- Daftar Tugas -
1. Dalam artikel tentang ekonomi kerakyatan, konvensi apa dan dari tahun berapa yang mendefinisikan ekonomi kerakyatan sebagai ekonomi tradisional?
2. Sebutkan semua sektor yang menurut artikel tentang ekonomi kerakyatan terutama dicakup oleh UKM.

- Artikel -
──────────

Senin, 22 Oktober 2012

PEREKONOMIAN KERAKYATAN


BAB 1
PENDAHULUAN



1.1 Latar Belakang

Ekonomi kerakyatan adalah sistem ekonomi yang berbasis pada kekuatan ekonomi rakyat.Dimana ekonomi rakyat sendiri adalah sebagai kegiatan ekonomi atau usaha yang dilakukan oleh rakyat kebanyakan (popular) yang dengan secara swadaya mengelola sumberdaya ekonomi apa saja yang dapat diusahakan dan dikuasainya, yang selanjutnya disebut sebagai Usaha Kecil dan Menegah (UKM) terutama meliputi sektor pertanian, peternakan, kerajinan, makanan, dsb., yang ditujukan terutama untuk memenuhi kebutuhan dasarnya dan keluarganya tanpa harus mengorbankan kepentingan masyarakat lainnya.
Secara ringkas Konvensi ILO169 tahun 1989 memberi definisi ekonomi kerakyatan adalah ekonomi tradisional yang menjadi basis kehidupan masyarakat local dalam mempertahan kehidupannnya. Ekonomi kerakyatan ini dikembangkan berdasarkan pengetahuan dan keterampilan masyarakat local dalam mengelola lingkungan dan tanah mereka secara turun temurun. Aktivitas ekonomi kerakyatan ini terkait dengan ekonomi sub sisten antara lain pertanian tradisional seperti perburuan, perkebunan, mencari ikan, dan lainnnya kegiatan disekitar lingkungan alamnya serta kerajinan tangan dan industri rumahan. Kesemua kegiatan ekonomi tersebut dilakukan dengan pasar tradisional dan berbasis masyarakat, artinya hanya ditujukan untuk menghidupi dan memenuhi kebutuhan hidup masyarakatnya sendiri. Kegiatan ekonomi dikembangkan untuk membantu dirinya sendiri dan masyarakatnya, sehingga tidak mengekploitasi sumber daya alam yang ada.

──────────

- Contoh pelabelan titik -
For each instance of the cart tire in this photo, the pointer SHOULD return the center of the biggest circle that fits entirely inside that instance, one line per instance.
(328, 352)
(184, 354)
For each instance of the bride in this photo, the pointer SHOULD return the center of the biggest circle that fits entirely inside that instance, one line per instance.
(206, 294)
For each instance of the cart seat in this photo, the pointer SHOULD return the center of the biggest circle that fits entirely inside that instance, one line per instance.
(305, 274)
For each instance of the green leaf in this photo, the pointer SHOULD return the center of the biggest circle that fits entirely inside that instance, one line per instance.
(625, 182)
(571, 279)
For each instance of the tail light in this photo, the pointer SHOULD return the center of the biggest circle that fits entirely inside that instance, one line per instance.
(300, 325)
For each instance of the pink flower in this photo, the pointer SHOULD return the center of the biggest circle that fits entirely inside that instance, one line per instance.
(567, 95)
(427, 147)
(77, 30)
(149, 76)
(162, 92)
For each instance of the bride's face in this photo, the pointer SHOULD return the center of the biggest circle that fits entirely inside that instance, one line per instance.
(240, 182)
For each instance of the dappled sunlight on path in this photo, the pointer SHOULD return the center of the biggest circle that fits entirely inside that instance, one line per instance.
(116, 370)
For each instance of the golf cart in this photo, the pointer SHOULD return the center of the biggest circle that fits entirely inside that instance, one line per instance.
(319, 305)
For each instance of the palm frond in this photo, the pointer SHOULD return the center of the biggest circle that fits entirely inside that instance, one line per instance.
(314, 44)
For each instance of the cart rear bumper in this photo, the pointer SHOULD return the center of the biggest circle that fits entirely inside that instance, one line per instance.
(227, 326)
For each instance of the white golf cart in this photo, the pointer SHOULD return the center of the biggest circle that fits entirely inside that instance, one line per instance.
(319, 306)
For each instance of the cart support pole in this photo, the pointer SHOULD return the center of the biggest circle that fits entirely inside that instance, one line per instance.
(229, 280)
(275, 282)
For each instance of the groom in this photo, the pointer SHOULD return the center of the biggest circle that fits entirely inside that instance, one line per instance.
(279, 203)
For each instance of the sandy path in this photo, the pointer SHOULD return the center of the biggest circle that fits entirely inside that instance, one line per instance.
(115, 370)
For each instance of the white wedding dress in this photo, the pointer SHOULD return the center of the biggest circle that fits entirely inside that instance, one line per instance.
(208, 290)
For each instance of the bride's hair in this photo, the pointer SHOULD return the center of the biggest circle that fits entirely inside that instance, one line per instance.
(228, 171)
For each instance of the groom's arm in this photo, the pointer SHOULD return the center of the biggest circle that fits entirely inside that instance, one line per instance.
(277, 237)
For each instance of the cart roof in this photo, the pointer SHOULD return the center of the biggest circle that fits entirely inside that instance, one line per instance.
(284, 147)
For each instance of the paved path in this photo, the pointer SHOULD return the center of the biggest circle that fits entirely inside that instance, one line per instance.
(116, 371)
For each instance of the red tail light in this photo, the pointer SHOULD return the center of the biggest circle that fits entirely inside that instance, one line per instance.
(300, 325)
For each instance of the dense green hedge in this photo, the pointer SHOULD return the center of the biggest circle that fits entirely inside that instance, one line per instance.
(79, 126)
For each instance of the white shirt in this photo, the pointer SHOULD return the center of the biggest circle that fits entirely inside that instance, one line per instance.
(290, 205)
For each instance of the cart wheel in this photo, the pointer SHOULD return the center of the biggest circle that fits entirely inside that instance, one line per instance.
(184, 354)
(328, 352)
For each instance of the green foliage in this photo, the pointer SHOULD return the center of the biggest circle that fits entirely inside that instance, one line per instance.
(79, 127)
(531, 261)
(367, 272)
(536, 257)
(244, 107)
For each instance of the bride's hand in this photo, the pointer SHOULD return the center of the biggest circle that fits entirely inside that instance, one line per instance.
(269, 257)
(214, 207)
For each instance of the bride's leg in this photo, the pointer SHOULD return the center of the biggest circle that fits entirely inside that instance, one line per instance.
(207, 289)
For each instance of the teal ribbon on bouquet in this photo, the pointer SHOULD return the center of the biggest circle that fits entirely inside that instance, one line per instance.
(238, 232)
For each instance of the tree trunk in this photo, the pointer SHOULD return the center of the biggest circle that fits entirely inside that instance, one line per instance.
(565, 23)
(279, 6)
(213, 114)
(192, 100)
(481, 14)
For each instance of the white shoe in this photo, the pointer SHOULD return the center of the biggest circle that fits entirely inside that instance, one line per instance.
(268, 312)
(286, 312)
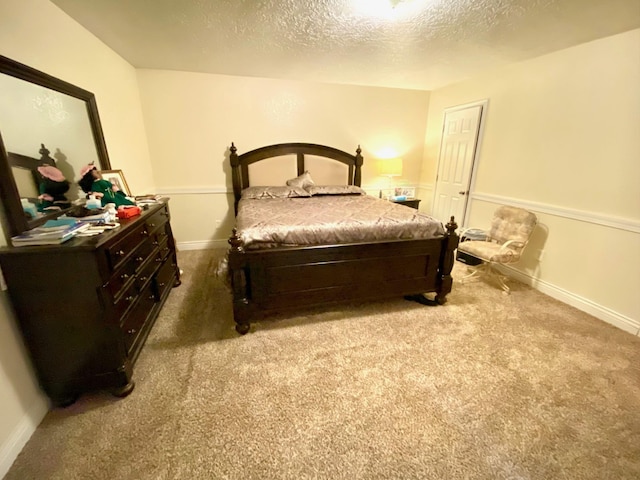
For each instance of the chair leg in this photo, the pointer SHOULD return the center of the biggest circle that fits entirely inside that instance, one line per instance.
(474, 271)
(501, 279)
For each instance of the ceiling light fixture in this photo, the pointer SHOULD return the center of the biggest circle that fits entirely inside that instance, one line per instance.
(387, 9)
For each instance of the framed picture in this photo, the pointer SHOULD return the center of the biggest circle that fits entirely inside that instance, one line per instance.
(116, 177)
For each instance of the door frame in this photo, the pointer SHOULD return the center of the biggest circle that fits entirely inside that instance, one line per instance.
(484, 103)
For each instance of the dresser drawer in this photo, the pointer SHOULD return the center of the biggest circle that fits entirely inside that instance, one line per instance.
(157, 220)
(119, 252)
(121, 279)
(165, 277)
(137, 316)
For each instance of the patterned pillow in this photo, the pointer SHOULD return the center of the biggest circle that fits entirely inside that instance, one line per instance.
(274, 192)
(302, 181)
(336, 190)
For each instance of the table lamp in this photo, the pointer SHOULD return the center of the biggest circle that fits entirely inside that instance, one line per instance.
(390, 167)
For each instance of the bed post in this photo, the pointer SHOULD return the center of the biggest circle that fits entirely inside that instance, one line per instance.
(237, 264)
(447, 257)
(235, 176)
(357, 180)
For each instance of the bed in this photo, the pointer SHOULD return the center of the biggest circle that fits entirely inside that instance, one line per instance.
(281, 270)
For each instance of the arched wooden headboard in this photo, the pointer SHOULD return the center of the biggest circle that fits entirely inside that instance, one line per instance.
(240, 163)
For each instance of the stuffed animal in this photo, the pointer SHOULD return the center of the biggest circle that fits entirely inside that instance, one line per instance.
(92, 183)
(52, 188)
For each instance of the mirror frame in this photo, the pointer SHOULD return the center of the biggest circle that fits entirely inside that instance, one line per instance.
(15, 220)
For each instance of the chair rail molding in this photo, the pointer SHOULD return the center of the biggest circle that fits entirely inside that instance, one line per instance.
(571, 213)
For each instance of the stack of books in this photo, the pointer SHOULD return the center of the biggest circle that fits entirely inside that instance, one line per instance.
(49, 235)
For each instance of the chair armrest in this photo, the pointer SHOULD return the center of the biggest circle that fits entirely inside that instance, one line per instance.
(508, 243)
(464, 230)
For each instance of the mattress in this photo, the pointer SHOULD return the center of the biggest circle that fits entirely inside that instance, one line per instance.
(328, 220)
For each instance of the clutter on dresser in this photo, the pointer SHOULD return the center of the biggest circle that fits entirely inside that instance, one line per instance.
(128, 211)
(54, 233)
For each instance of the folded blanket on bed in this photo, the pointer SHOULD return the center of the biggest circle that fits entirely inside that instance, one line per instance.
(328, 220)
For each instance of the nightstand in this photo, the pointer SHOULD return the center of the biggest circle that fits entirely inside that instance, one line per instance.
(409, 202)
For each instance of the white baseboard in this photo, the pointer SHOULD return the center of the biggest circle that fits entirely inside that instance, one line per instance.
(603, 313)
(21, 434)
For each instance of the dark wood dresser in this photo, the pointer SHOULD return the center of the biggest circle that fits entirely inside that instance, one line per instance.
(86, 307)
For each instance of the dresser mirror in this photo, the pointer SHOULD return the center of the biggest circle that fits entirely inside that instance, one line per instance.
(43, 120)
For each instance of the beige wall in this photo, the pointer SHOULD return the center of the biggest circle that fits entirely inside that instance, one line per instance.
(190, 130)
(561, 138)
(38, 34)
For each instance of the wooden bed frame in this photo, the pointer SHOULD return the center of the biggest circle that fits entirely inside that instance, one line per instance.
(274, 279)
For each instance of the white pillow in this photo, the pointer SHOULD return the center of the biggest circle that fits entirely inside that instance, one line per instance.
(302, 181)
(274, 192)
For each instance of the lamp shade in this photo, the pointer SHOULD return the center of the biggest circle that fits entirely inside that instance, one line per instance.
(390, 167)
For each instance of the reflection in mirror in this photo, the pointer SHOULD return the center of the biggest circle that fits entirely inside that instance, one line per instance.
(38, 109)
(41, 115)
(27, 186)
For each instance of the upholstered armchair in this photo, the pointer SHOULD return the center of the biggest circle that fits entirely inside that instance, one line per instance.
(509, 234)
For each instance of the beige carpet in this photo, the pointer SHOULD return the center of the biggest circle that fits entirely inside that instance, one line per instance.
(487, 387)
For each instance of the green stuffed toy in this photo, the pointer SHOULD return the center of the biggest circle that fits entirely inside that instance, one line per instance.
(92, 183)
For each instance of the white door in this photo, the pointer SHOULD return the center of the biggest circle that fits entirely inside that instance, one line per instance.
(458, 148)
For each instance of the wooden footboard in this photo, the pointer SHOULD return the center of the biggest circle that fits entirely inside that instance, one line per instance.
(276, 279)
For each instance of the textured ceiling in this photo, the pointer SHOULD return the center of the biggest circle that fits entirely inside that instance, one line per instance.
(416, 44)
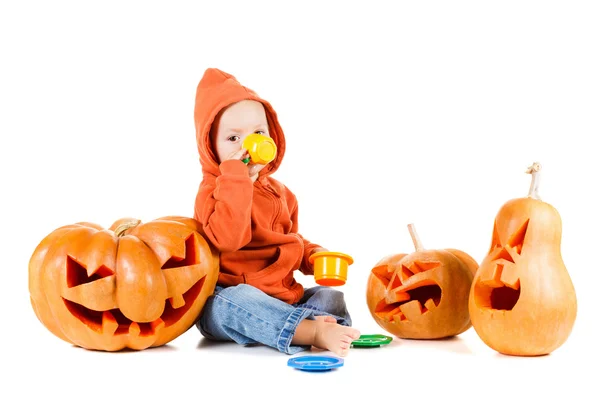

──────────

- Jawaban Tiap Tugas -
1. Konvensi ILO169 tahun 1989.

2. Pertanian, peternakan, kerajinan, dan makanan.